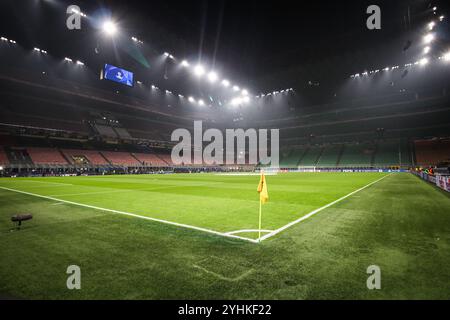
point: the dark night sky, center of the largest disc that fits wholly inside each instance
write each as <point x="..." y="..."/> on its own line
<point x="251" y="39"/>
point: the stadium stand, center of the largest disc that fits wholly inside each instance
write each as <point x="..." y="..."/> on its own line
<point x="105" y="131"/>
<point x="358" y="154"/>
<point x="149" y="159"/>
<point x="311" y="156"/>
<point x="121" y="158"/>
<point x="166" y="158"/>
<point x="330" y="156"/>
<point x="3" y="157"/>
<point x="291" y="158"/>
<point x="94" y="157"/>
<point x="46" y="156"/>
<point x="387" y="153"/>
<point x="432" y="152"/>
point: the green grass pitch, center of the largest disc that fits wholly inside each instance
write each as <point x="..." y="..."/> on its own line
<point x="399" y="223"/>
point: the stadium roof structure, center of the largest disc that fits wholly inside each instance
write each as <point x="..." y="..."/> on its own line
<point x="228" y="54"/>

---

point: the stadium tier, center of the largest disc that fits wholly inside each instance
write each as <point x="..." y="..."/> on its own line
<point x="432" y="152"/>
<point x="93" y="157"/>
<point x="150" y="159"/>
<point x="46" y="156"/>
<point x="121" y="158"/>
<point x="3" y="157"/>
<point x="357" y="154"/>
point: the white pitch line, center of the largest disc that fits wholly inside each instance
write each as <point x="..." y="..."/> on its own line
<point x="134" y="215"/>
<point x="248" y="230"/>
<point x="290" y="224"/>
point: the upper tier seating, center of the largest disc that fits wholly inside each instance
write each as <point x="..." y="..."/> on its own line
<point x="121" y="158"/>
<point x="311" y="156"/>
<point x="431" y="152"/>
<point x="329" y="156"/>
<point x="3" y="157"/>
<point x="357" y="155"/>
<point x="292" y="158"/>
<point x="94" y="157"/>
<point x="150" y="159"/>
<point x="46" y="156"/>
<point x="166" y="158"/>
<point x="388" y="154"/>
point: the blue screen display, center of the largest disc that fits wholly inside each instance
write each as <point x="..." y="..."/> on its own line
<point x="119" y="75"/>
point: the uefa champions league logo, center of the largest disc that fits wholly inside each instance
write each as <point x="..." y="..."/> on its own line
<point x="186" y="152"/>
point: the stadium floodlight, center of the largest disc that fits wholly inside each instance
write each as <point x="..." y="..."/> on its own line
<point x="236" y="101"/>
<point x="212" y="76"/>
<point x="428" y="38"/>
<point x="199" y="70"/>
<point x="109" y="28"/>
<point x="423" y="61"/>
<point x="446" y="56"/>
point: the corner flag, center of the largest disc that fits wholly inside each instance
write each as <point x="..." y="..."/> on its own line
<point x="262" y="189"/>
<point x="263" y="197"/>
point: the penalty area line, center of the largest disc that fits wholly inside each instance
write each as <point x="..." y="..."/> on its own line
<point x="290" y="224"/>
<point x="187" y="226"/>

**Problem to work on**
What is the number of lines in the records that include the word "tier"? Answer with that number only.

**Result of the task**
2